**TASK OBJECTIVE**
Leave out the pictures and transcribe every entry below exactly.

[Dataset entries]
__________________________________________________

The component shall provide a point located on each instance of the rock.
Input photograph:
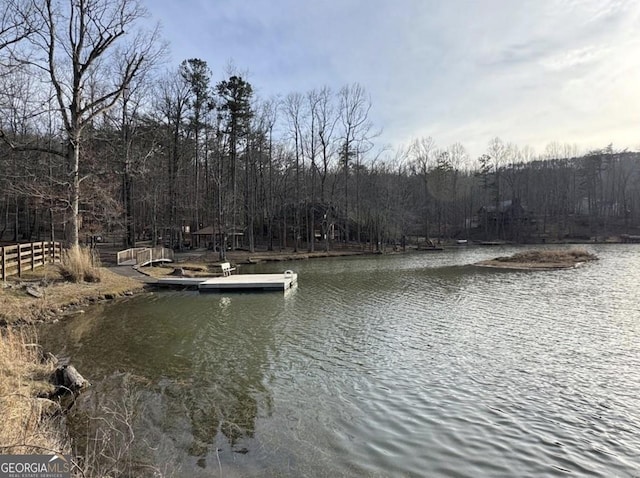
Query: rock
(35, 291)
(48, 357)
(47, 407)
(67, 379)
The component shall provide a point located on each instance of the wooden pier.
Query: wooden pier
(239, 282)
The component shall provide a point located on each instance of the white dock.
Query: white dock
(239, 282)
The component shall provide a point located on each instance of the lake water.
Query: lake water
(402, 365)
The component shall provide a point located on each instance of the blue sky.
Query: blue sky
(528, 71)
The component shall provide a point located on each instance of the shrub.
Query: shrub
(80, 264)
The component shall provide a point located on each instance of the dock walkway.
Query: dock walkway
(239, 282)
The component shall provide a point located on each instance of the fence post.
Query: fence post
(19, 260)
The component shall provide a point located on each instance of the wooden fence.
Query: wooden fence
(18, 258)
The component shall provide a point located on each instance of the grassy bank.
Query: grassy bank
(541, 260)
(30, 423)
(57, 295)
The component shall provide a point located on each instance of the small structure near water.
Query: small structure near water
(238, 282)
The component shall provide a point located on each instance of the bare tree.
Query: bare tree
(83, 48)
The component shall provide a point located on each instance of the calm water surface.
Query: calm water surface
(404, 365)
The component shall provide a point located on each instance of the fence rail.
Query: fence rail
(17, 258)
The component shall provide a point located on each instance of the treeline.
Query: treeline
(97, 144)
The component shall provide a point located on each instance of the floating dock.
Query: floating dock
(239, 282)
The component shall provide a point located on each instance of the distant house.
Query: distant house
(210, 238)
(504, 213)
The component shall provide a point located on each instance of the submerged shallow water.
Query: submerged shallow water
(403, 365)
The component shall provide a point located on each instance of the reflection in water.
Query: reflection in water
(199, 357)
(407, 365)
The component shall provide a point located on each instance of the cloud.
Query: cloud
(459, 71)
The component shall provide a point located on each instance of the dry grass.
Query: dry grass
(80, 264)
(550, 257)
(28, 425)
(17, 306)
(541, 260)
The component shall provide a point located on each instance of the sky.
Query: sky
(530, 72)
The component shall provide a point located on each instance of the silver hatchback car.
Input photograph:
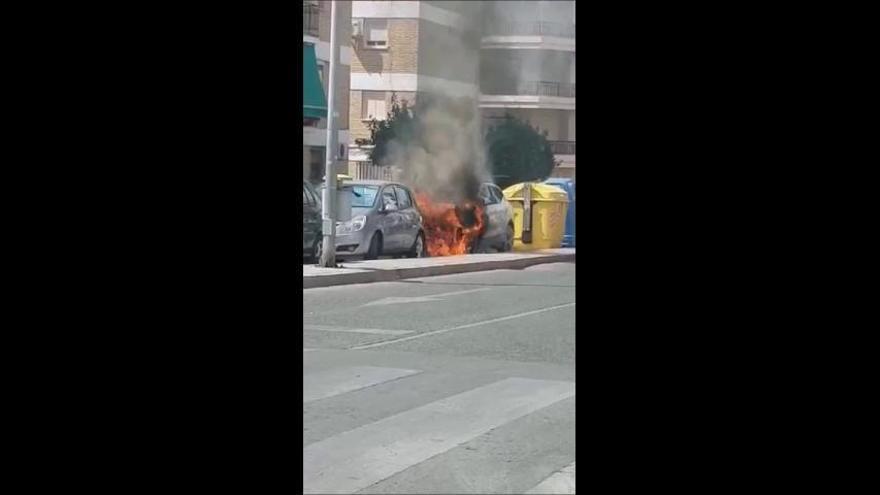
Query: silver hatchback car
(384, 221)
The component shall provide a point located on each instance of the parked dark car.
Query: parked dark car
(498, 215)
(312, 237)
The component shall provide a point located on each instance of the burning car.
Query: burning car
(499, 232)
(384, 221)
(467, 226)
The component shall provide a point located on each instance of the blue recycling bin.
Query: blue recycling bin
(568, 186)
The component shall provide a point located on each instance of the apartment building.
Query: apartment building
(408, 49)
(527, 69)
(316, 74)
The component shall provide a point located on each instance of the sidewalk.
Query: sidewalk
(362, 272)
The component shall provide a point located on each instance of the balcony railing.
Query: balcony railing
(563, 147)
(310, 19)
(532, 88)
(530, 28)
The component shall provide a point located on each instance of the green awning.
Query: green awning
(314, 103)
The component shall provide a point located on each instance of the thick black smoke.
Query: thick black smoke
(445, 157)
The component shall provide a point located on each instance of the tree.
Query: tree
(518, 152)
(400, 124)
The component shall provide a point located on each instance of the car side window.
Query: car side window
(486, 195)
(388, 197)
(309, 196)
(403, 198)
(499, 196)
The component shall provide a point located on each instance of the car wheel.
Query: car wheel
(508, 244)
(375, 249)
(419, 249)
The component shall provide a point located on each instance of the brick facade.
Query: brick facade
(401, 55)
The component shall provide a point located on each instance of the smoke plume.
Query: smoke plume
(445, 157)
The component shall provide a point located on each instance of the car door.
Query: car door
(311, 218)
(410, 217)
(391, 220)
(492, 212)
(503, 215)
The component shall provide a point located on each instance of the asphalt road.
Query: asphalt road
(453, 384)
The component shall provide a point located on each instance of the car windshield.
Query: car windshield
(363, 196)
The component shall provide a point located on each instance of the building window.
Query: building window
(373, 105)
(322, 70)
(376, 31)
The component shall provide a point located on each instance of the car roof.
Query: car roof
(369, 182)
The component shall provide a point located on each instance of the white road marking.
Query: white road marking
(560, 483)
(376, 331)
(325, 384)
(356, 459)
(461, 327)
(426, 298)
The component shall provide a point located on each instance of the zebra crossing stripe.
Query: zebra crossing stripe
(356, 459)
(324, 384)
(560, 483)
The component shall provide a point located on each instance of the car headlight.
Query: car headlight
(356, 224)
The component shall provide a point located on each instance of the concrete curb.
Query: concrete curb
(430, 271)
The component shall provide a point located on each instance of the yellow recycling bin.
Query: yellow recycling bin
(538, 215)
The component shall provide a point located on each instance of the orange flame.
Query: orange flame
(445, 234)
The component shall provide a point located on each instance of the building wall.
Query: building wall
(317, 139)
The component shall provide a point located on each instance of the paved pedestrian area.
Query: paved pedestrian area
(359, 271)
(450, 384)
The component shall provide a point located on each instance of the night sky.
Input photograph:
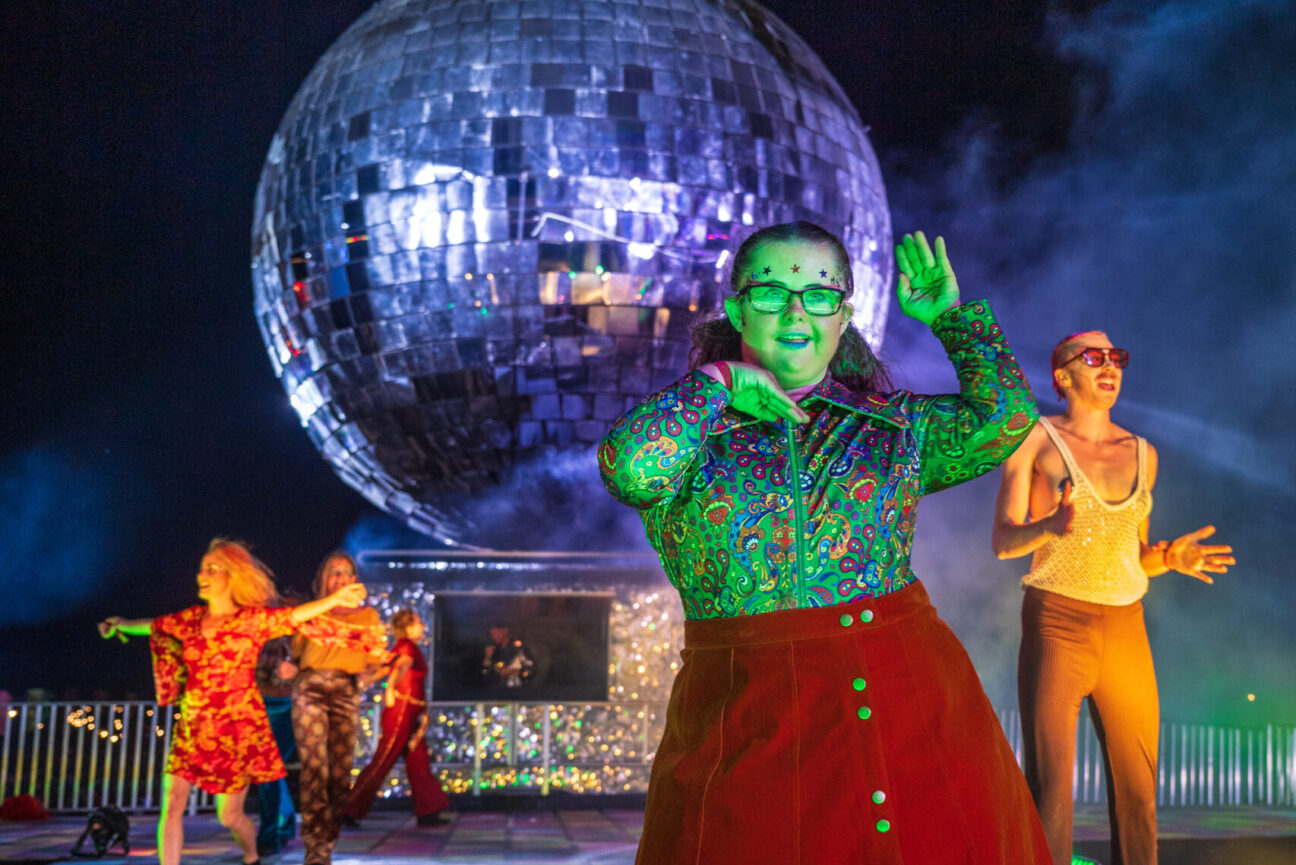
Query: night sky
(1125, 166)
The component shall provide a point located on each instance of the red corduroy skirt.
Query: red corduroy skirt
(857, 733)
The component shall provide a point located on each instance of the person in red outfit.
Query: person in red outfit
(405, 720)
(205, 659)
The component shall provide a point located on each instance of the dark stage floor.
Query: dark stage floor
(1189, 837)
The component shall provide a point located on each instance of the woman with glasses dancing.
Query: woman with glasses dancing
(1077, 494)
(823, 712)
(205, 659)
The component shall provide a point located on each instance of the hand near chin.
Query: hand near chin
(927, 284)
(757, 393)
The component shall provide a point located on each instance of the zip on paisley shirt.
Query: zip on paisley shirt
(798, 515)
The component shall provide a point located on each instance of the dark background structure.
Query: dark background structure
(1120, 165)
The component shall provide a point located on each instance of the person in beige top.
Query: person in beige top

__________________________________________________

**RESPONSE TO THE TASK**
The component shall provide a point located on each instance of the rock.
Input photograph:
Query: rock
(35, 291)
(48, 357)
(47, 407)
(67, 379)
The component shall provide a point located on each instance of the wooden pier.
Query: wooden pier
(239, 282)
The component shall provide a point located on each instance of the white dock.
Query: white dock
(239, 282)
The component shall provide a point located on each instance of the lake water.
Query: lake water
(402, 365)
The component shall provide a point located on each instance of the blue sky.
Query: blue sky
(528, 71)
The component shall provide a point located on each instance of the shrub.
Query: shrub
(80, 264)
The component shall provide a point located on each instance of the dock walkway.
Query: dock walkway
(239, 282)
The component shall provide a point located on each instance of the fence post.
Query: fence post
(19, 260)
The component shall provide a point located on each instance of the wooden fence.
Query: wooden fence
(18, 258)
The component shall provide a point located on each instance of the grassy bank.
Query: grassy bank
(541, 260)
(30, 423)
(57, 295)
The component shall provide a point located on each instance of the small structure near water.
Query: small structure near water
(238, 282)
The component shall provide a point located on each instance of the bare tree.
Query: bare tree
(83, 48)
The component shall provide a point located on each instance of the calm water surface.
Query: calm water surface
(404, 365)
The component shall provide a point located on each instance of the fence rail.
Query: fence rail
(17, 258)
The component shall provide a point located on each instance of the treeline.
Query: treeline
(97, 144)
The component shall provide a point located on each instance of the floating dock.
Query: floating dock
(239, 282)
The component shall provide a point located on each instance of the distant house.
Query: distant house
(210, 238)
(504, 213)
The component shall provide a point located on each instance of the submerged shallow water.
Query: submerged shallow water
(403, 365)
The component shall provide a point located on each instance of the reflection in water.
Query: reflection in water
(199, 357)
(407, 365)
The component shall provide a point located on each instance of the cloud.
Query: cloud
(459, 71)
The component shall provide a point located on each instance of the dry grass.
Query: dry grass
(80, 264)
(550, 257)
(28, 425)
(17, 306)
(541, 260)
The component shall provide a point located on each instance of the sky.
Query: sky
(530, 72)
The component shall provide a point located on each instance of the silver hatchback car.
Input photograph:
Query: silver hatchback car
(384, 221)
The component shall provide a point located on each instance of the parked dark car.
Query: parked dark car
(498, 215)
(312, 237)
The component shall provide a point located on each instance of the burning car.
Query: burning car
(499, 232)
(384, 221)
(467, 226)
The component shall provide a point located on each instance of the blue recycling bin.
Query: blue recycling bin
(568, 186)
The component shall provide a point located on each instance of the apartment building.
Query: apartment building
(408, 49)
(527, 69)
(316, 74)
The component shall provide a point located on each instance of the sidewalk.
Query: sidewalk
(362, 272)
The component shall provide a point located on each instance of the balcony railing.
Query: balcony railing
(563, 147)
(310, 19)
(532, 88)
(530, 28)
The component shall provide a point located on each instance of the green awning.
Query: green awning
(314, 103)
The component shall provide a point located on each instance of the thick black smoke.
Query: thick black smoke
(445, 157)
The component shall provide a point located on each instance of the tree.
Query: tree
(518, 152)
(400, 124)
The component shall provide a point located on each instance of the car side window.
Query: car side window
(486, 195)
(388, 197)
(309, 196)
(403, 198)
(499, 196)
The component shall provide a point located on each instance of the car wheel.
Query: car wheel
(508, 244)
(375, 249)
(419, 249)
The component shall provide a point located on each instance of the brick facade.
Query: brick facade
(401, 55)
The component shall provide a point located on each instance of the smoke plume.
Query: smoke plume
(445, 157)
The component shall provide a point located on each instance of the car door.
Query: car door
(311, 218)
(410, 217)
(391, 220)
(492, 212)
(503, 215)
The component shall provide a point located on each instance of the asphalt road.
Query: asphalt road
(453, 384)
The component shall provide a point located on each instance of the car windshield.
Query: car windshield
(363, 196)
The component shall provide a point located on each instance of the building window.
Query: building window
(373, 105)
(322, 70)
(376, 31)
The component shall provide a point located on each instance of the car roof.
Query: car roof
(369, 182)
The component shall provide a point located on each instance of the white road marking.
Query: white road marking
(560, 483)
(376, 331)
(325, 384)
(356, 459)
(461, 327)
(426, 298)
The component shall provide a point located on each instance of the zebra crossing stripe.
Query: zebra crossing stripe
(356, 459)
(324, 384)
(560, 483)
The component shall provide a point located on each instance of the car headlight.
Query: car headlight
(356, 224)
The component shall provide a point located on each instance of the concrete curb.
Query: concrete curb
(430, 271)
The component shall provide a point located on each instance of the yellow recycling bin.
Query: yellow recycling bin
(538, 215)
The component shall provide a point located on each instance of the orange flame.
Query: orange flame
(445, 234)
The component shall provide a point located on each instance of the building wall.
Query: building wall
(317, 139)
The component shall provide a point located on each instance of the paved pedestrian area.
Query: paved pedestrian area
(359, 271)
(450, 384)
The component shall provide a point located on each instance of the night sky.
Input photograph:
Query: night sky
(1125, 166)
The component shall provide a point located on each instance of the red corduroy skirt.
Query: red corduroy skirt
(857, 733)
The component shall provide a point located on each instance of the person in red outfit.
Query: person in red outfit
(405, 720)
(205, 659)
The component shall provide a point located on each instance of the dark stage floor.
Query: dark stage floor
(1189, 837)
The component shall provide a point located on each instance of the woman with glasses dancing.
Query: woman with glasses dancing
(1077, 494)
(823, 712)
(205, 659)
The component shall provide a point located on each instance of the hand near chin.
Query: hand near chin
(927, 284)
(757, 393)
The component shall provide a point located on each instance of the zip on paisley shirt.
Query: zip on paisley shirt
(798, 515)
The component shall provide a point located on each instance of the dark background structure.
Query: dark background structure
(1120, 165)
The component shall provide a point located on each instance of the person in beige top.
Query: person in beige top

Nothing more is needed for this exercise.